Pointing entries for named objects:
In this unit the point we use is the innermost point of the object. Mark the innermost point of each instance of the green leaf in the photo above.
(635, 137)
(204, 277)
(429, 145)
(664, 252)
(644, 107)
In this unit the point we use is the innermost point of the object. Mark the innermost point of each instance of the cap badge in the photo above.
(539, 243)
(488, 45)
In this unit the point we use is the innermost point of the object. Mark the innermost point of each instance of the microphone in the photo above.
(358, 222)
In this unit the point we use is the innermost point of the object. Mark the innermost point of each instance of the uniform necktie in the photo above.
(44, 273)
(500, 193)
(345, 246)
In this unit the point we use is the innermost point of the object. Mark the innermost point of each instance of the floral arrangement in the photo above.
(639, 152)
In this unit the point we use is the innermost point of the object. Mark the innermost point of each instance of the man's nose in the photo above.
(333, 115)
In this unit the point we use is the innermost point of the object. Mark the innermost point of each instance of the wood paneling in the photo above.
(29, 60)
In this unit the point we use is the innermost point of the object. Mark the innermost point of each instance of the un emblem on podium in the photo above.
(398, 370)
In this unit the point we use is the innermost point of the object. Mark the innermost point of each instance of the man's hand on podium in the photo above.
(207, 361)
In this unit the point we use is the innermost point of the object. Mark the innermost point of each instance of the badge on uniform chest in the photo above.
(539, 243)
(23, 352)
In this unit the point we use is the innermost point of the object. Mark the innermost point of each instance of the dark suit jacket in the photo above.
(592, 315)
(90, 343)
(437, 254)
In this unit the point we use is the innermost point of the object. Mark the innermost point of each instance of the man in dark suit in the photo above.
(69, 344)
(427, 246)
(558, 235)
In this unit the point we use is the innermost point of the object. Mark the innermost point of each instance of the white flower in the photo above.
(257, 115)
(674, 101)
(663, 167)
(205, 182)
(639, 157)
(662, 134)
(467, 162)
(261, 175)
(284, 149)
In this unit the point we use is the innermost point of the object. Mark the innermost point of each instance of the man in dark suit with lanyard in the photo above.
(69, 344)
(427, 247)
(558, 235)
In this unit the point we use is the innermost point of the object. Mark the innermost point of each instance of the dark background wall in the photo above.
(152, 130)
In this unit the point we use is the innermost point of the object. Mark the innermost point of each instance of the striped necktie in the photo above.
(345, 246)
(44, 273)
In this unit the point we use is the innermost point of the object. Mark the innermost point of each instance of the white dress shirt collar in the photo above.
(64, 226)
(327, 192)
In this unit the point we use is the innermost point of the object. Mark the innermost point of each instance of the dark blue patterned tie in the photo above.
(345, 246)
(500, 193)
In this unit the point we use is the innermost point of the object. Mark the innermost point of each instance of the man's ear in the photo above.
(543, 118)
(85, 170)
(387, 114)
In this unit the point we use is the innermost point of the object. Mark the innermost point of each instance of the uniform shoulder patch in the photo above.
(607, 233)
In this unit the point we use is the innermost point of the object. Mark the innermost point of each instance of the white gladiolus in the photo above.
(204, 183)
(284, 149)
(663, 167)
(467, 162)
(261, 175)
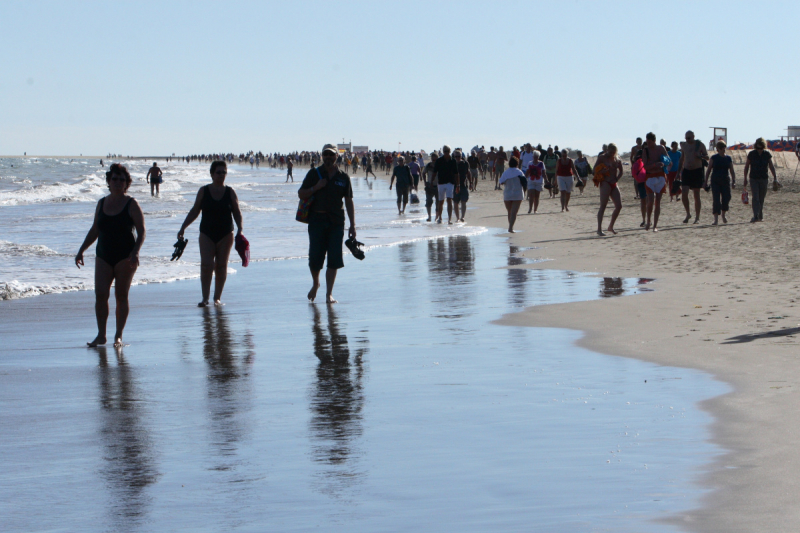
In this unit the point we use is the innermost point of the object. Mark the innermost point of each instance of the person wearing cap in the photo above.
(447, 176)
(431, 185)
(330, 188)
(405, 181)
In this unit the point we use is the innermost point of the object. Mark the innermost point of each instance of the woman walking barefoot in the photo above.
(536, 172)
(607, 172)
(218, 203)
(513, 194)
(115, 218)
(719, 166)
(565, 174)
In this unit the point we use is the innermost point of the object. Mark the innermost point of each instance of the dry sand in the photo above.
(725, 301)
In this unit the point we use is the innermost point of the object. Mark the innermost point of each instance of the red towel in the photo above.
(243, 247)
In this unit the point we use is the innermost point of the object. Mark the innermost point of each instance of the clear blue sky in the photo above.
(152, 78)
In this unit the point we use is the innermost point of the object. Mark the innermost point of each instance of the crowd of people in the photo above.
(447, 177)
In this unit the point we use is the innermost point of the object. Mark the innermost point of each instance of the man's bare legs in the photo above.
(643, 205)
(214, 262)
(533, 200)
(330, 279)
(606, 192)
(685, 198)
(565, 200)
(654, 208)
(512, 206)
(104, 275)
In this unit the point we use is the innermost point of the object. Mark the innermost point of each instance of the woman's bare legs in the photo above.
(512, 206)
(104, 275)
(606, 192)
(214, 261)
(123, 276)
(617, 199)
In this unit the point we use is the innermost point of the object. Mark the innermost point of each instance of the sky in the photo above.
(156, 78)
==
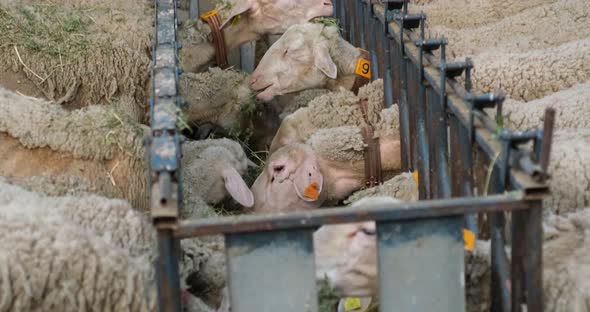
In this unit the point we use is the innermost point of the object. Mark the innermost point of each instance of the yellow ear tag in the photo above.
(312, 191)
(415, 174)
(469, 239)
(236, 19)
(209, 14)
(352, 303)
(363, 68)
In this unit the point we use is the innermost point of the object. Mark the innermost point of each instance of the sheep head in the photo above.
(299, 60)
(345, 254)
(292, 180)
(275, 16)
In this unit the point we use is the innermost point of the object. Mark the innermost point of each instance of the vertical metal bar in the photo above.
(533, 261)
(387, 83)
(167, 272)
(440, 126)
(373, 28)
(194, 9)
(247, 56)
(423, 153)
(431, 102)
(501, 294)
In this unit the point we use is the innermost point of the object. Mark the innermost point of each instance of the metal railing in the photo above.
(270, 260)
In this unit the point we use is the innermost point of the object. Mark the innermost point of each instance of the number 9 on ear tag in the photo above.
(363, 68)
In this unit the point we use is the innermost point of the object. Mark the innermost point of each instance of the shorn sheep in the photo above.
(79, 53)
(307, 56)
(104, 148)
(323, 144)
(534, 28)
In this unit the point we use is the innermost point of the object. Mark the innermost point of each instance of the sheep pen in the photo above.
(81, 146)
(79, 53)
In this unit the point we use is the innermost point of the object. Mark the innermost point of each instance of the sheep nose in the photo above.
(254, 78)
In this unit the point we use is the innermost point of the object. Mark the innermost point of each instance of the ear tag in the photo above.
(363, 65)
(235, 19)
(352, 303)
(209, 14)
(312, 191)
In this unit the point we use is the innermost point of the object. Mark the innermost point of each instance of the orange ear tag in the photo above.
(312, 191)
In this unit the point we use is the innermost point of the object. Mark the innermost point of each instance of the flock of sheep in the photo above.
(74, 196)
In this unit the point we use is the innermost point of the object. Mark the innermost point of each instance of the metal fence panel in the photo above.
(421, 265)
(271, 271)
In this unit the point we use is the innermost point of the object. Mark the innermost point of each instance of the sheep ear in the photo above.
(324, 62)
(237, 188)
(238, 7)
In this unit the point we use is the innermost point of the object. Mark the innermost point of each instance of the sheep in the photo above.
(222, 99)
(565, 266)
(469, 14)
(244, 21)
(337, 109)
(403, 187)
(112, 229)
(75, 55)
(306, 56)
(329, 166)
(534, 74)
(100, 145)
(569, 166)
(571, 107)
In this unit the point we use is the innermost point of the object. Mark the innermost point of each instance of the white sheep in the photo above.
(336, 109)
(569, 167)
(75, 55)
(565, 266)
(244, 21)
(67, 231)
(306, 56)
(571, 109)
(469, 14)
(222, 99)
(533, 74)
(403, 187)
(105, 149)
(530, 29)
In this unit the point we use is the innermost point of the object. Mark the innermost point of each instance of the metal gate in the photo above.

**Directions for this task:** Count the lines above that contain the string "badge", matching case exactly. Reply with the number alone.

**Task response:** 2